Natural-language object grounding data
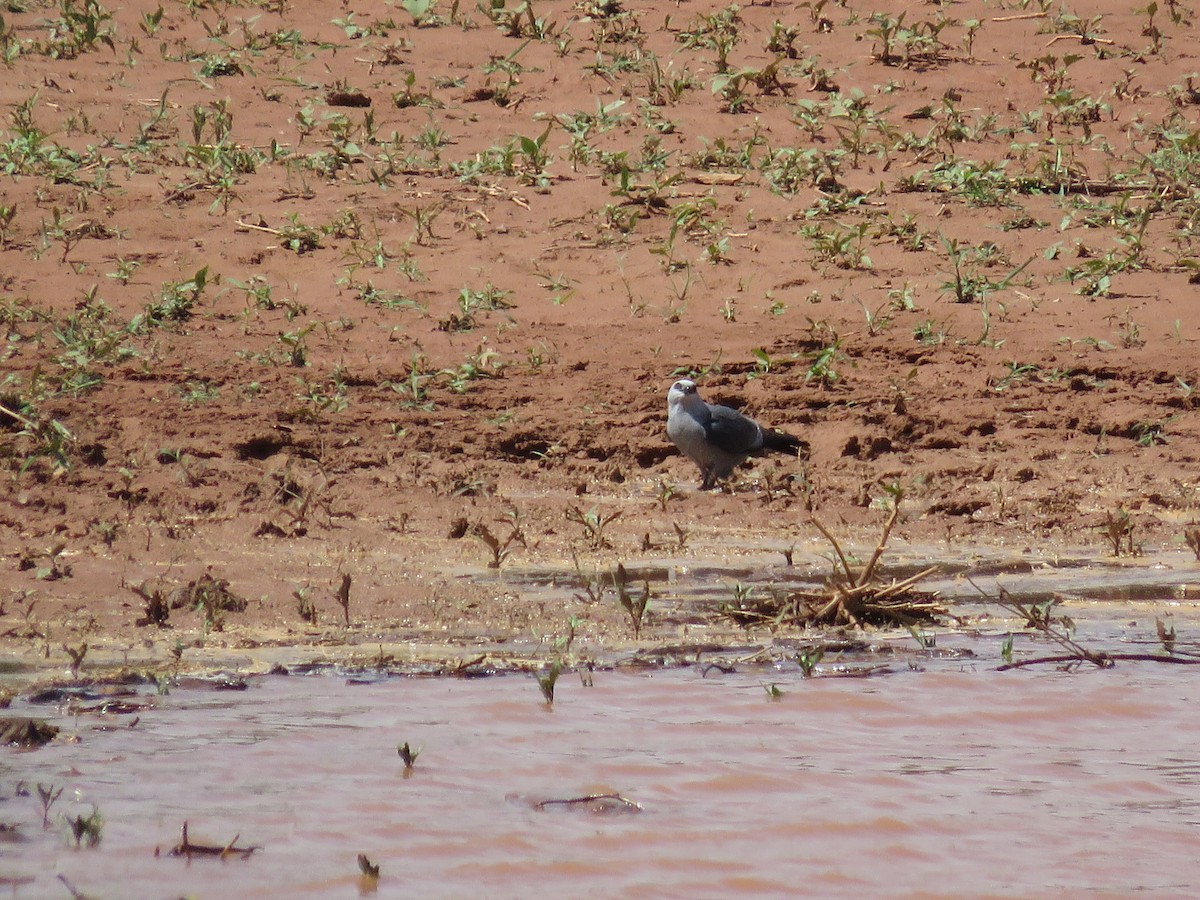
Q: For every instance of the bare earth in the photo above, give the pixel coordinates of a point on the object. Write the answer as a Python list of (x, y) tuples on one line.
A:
[(298, 292)]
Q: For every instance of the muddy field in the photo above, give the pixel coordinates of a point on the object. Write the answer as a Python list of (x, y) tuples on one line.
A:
[(319, 313)]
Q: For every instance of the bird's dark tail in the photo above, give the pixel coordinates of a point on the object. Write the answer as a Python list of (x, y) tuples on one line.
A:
[(783, 443)]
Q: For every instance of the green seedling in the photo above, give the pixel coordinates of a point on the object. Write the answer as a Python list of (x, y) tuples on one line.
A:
[(408, 754), (924, 640), (546, 682), (369, 870), (1165, 635), (808, 660), (47, 795), (634, 606), (87, 828), (594, 522), (1117, 527)]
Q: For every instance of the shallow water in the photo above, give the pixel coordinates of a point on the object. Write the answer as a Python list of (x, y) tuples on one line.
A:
[(947, 781)]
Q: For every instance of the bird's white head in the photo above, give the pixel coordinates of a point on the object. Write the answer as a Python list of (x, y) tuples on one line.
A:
[(683, 393)]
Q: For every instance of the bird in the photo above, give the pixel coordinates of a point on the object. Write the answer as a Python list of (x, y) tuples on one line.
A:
[(718, 438)]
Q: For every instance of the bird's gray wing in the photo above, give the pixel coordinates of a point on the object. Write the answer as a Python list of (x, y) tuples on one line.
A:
[(731, 431)]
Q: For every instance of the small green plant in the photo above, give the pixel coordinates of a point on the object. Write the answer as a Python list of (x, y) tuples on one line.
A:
[(1117, 527), (927, 641), (47, 795), (547, 681), (808, 659), (87, 828), (594, 522), (633, 605), (408, 754)]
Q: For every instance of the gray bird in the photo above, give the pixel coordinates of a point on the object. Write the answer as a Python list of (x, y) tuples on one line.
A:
[(718, 438)]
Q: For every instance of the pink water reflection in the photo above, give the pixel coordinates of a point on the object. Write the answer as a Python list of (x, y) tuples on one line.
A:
[(946, 783)]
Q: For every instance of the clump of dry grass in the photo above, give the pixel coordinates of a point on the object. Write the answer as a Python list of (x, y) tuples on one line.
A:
[(849, 597)]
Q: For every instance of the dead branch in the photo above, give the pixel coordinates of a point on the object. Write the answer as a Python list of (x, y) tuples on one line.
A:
[(187, 849), (603, 801)]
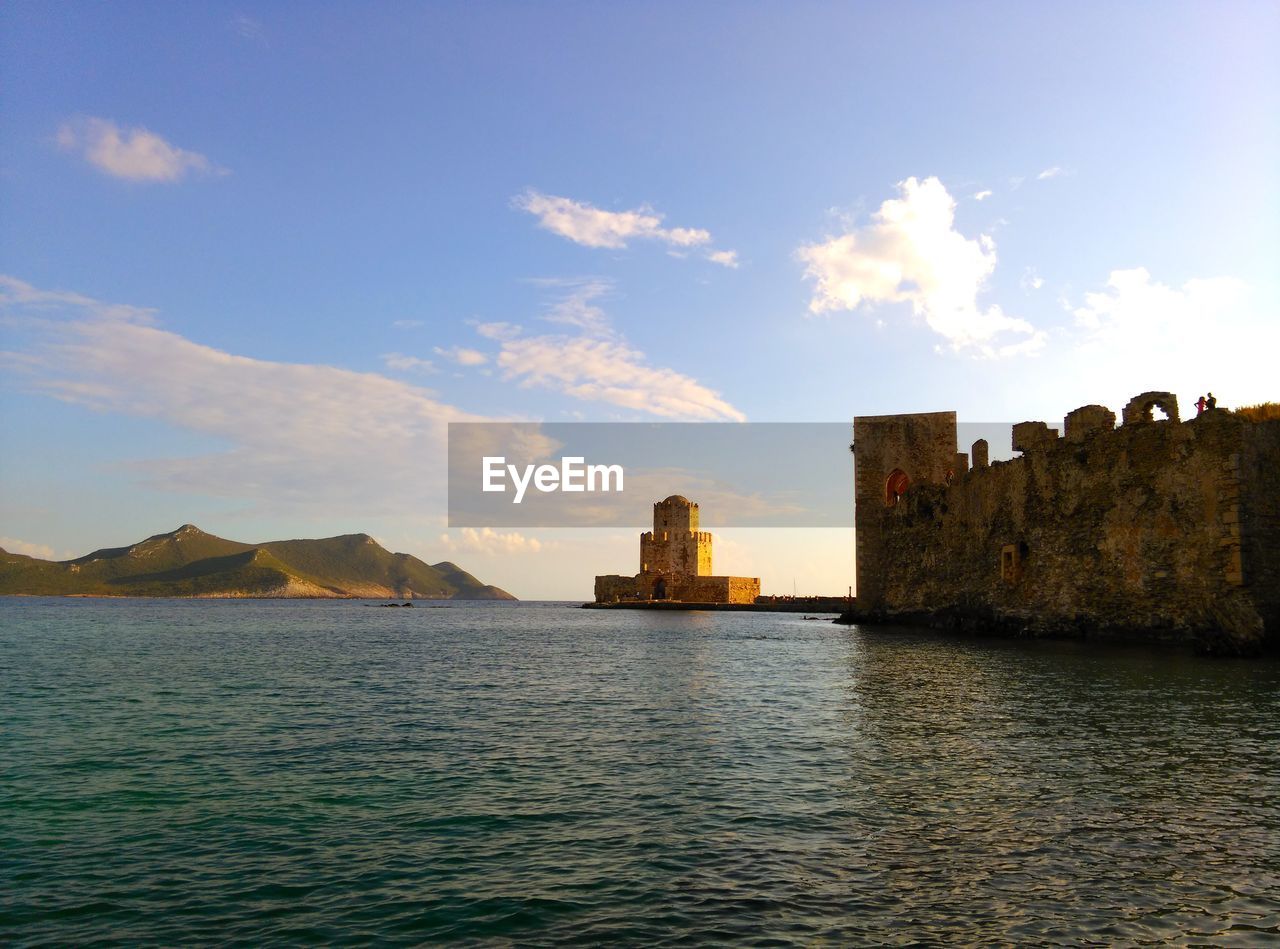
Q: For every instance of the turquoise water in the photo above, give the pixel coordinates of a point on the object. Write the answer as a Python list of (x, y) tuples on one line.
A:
[(199, 771)]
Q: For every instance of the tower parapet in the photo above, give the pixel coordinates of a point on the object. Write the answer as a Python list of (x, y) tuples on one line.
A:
[(676, 564)]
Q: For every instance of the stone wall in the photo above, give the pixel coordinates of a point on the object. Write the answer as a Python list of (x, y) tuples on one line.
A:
[(676, 564), (1159, 530), (904, 450)]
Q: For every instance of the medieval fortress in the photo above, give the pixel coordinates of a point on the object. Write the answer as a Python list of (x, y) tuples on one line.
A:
[(676, 564), (1159, 529)]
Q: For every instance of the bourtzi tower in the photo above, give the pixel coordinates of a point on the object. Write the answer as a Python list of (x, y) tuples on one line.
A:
[(676, 564)]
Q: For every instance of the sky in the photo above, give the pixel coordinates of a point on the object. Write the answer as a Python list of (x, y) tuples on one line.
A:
[(255, 258)]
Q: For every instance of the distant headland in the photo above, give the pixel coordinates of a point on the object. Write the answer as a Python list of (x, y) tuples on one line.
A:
[(188, 562)]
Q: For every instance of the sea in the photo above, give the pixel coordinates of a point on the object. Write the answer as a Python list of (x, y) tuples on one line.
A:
[(277, 772)]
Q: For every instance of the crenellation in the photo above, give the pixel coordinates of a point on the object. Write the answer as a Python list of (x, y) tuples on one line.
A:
[(1153, 529), (1033, 436), (981, 452), (676, 564), (1088, 420)]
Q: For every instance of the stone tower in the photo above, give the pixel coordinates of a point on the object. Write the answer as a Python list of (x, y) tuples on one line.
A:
[(891, 452), (676, 565), (675, 547)]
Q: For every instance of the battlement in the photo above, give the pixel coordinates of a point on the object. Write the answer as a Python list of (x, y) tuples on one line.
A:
[(1156, 528), (676, 564)]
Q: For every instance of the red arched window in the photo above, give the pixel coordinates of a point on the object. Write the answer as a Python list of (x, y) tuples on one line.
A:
[(895, 486)]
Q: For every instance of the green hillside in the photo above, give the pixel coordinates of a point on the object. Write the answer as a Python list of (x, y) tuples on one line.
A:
[(188, 562)]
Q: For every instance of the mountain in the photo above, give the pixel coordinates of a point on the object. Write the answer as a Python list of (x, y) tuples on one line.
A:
[(188, 562)]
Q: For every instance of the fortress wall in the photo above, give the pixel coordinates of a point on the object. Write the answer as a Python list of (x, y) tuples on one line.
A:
[(1260, 519), (615, 587), (1134, 530), (721, 589), (920, 446)]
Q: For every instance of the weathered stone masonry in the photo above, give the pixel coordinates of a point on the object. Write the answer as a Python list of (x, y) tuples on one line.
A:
[(676, 564), (1159, 529)]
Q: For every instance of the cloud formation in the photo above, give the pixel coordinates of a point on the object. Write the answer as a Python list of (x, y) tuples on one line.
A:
[(489, 542), (594, 227), (292, 436), (408, 364), (597, 364), (910, 252), (462, 356), (612, 372), (1136, 310), (28, 550), (132, 154)]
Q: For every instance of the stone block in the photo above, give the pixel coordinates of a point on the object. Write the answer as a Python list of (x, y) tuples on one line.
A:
[(1033, 436), (1139, 406), (1086, 420)]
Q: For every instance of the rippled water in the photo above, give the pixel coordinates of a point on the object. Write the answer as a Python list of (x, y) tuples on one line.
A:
[(292, 771)]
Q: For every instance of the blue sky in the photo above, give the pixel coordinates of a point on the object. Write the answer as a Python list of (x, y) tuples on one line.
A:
[(256, 256)]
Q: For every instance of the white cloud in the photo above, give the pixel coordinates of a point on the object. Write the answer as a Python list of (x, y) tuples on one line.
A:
[(597, 364), (248, 28), (489, 542), (1133, 306), (135, 154), (576, 306), (28, 550), (462, 356), (287, 436), (498, 331), (609, 370), (1138, 334), (594, 227), (912, 252), (408, 364)]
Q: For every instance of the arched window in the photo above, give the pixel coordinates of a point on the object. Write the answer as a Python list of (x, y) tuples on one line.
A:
[(895, 486)]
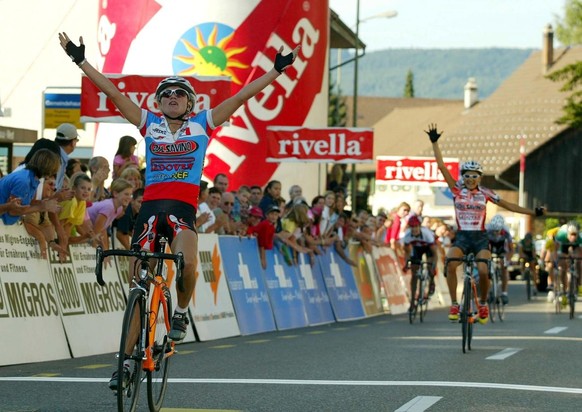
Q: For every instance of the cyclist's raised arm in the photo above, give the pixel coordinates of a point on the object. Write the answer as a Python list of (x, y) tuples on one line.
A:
[(434, 136), (224, 110), (128, 109), (539, 211)]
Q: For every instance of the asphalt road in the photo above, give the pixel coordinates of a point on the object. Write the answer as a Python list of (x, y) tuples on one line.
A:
[(529, 362)]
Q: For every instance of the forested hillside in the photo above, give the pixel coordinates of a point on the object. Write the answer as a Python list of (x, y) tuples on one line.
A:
[(437, 73)]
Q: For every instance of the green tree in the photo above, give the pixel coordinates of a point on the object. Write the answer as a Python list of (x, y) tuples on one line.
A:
[(569, 31), (409, 86), (337, 109)]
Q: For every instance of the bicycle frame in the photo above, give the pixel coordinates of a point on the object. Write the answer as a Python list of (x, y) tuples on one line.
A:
[(470, 300), (140, 340), (572, 291)]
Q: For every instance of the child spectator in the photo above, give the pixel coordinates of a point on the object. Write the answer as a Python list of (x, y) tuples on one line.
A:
[(126, 223), (104, 212), (99, 168), (265, 232), (39, 226), (73, 215), (23, 184), (133, 176), (125, 157)]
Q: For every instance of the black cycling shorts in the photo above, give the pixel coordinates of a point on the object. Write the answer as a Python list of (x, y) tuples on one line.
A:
[(471, 241), (417, 252), (164, 218)]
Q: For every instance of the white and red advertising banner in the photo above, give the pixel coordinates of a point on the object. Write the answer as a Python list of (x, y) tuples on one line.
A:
[(238, 39), (329, 145), (96, 107), (414, 170)]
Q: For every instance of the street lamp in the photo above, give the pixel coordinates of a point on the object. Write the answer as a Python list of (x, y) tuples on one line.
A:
[(387, 14)]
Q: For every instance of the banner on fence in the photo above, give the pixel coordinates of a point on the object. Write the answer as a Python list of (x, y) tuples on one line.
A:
[(247, 285)]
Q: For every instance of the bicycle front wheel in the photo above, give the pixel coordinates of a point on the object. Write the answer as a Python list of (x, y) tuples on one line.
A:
[(466, 314), (528, 283), (162, 350), (131, 343)]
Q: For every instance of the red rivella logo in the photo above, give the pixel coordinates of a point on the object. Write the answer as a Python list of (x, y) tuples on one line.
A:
[(336, 144), (414, 169)]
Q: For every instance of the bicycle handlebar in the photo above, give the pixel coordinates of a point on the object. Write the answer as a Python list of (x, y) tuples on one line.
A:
[(141, 255)]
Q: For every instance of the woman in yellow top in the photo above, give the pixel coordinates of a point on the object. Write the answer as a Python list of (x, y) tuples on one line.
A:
[(73, 215)]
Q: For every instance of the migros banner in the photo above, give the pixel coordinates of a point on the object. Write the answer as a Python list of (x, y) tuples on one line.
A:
[(233, 38), (327, 145), (414, 169)]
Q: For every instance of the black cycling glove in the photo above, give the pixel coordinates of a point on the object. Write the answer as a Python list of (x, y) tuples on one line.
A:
[(281, 62), (432, 133), (76, 53)]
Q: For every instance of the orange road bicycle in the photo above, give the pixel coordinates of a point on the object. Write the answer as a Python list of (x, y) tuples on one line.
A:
[(470, 298), (147, 347), (494, 298)]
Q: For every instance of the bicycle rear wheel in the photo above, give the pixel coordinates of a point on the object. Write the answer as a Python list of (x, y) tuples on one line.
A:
[(528, 283), (162, 350), (466, 327), (127, 398), (423, 302), (492, 298)]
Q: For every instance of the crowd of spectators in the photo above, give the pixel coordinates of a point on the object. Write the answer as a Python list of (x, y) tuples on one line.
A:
[(86, 209)]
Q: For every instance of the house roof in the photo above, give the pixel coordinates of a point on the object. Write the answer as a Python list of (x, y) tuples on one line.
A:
[(372, 109), (526, 104)]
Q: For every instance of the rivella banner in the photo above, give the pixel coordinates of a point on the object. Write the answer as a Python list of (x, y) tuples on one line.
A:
[(231, 38)]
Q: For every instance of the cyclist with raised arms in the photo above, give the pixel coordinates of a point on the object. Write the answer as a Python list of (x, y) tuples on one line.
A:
[(418, 241), (501, 244), (470, 200), (182, 137), (569, 240)]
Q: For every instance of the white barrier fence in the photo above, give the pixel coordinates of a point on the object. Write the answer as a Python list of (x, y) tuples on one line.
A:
[(55, 310)]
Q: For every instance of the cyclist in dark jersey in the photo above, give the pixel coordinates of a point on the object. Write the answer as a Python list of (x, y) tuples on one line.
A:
[(176, 143), (501, 244)]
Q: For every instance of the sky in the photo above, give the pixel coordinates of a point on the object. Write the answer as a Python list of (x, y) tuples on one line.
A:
[(446, 24)]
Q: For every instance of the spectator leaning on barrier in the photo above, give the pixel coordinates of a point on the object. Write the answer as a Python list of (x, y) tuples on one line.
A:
[(23, 184), (212, 203), (203, 213), (125, 157), (133, 176), (125, 224), (67, 138), (265, 232), (221, 182), (99, 168), (39, 226), (256, 196)]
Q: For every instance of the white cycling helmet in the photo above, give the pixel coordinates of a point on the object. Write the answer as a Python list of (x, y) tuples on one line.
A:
[(472, 166), (183, 84), (497, 223), (572, 226)]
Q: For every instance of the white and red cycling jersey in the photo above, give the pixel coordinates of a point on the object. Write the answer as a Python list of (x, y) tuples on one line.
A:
[(471, 206), (174, 161)]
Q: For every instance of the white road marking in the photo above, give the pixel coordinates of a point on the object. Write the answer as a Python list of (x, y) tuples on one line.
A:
[(504, 354), (553, 338), (419, 404), (478, 385), (556, 330)]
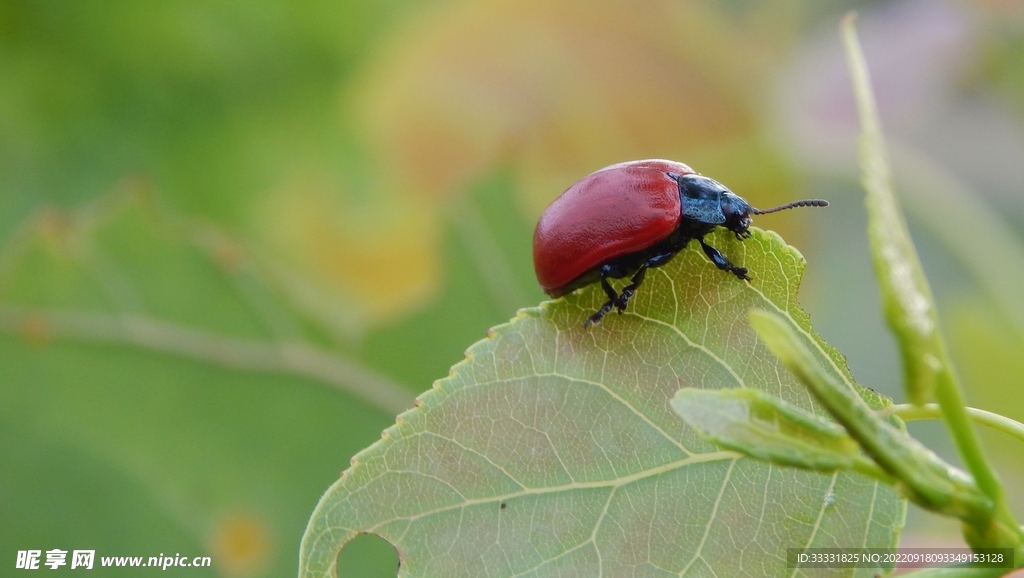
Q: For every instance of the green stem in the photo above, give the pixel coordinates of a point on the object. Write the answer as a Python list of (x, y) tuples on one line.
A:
[(948, 395), (910, 412)]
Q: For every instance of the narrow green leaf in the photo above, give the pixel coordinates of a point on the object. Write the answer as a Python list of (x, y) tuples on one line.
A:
[(920, 473), (552, 450), (764, 426), (906, 297)]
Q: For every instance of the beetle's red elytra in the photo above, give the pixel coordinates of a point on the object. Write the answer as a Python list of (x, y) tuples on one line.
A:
[(626, 218)]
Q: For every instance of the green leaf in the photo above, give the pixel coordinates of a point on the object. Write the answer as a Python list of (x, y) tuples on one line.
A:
[(553, 450), (906, 297), (923, 476), (766, 427)]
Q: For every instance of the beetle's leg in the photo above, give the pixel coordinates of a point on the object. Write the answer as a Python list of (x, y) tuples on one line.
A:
[(722, 262), (609, 291), (656, 260)]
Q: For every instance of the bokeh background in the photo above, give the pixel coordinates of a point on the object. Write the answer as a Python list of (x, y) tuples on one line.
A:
[(238, 238)]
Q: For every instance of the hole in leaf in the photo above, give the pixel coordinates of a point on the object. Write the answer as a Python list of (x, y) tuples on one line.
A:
[(368, 555)]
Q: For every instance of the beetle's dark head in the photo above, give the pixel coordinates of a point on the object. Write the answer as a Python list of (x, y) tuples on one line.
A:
[(708, 201)]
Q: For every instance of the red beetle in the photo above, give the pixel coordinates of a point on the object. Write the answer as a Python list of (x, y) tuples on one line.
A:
[(626, 218)]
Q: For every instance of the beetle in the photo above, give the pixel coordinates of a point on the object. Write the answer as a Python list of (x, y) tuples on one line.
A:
[(628, 217)]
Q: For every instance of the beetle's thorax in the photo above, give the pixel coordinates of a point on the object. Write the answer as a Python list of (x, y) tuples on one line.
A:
[(708, 202)]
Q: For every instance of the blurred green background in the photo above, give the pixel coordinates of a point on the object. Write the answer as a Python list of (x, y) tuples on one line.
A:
[(238, 238)]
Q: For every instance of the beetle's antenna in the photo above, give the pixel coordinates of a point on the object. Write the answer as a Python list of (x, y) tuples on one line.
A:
[(793, 205)]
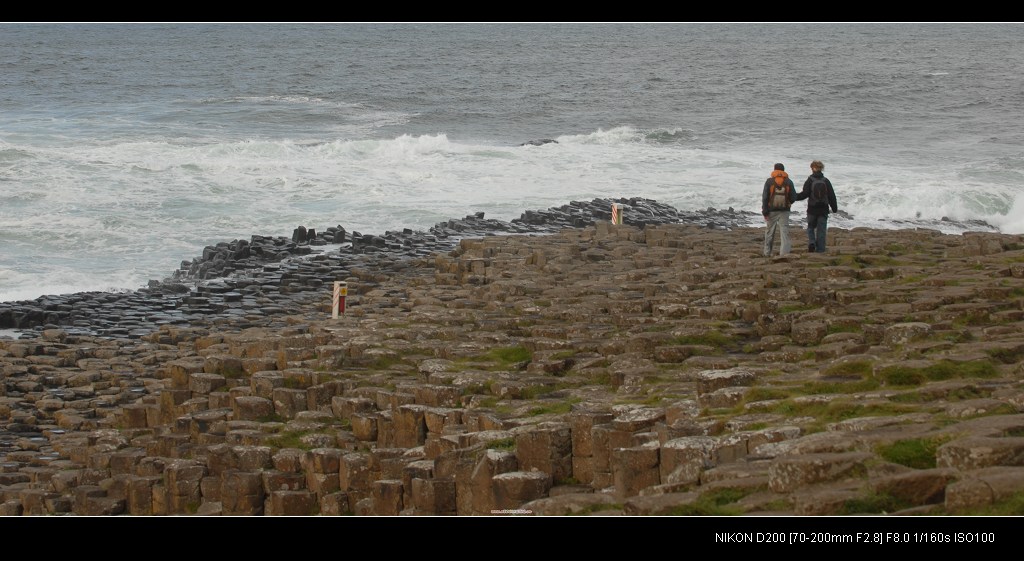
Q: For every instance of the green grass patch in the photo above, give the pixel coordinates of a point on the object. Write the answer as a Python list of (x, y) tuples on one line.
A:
[(944, 370), (1011, 506), (853, 386), (760, 393), (837, 411), (845, 328), (272, 418), (553, 408), (1007, 356), (873, 504), (711, 339), (591, 509), (853, 369), (958, 394), (502, 444), (790, 308), (915, 452), (509, 355), (289, 439), (718, 503)]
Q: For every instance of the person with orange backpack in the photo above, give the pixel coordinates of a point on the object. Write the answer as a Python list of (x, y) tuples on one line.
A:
[(776, 199), (820, 197)]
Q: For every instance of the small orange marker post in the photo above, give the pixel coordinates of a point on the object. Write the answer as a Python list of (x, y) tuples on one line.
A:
[(338, 304), (616, 213)]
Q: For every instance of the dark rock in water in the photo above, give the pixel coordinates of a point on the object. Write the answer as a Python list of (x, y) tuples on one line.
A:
[(539, 142), (282, 271)]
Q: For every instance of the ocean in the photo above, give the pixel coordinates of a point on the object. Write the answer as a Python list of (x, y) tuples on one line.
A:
[(125, 148)]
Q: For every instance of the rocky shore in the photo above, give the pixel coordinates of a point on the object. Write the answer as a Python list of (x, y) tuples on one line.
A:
[(569, 367)]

◆ **PROBLEM TO SOLVE**: Lines holding "small" in the data above: copy each of them.

◆ **TASK RESULT**:
Q: For every instance of the small green plant in the photo above, give the pixel coordinates of a point on the object. Write the answer as a Python list of (x, y) tuples on one line.
Q: For every instance of the small orange marker post in the photo above, give the pixel coordinates of a point on the object. Write the answer as a Python list of (x, y) tuples on one line.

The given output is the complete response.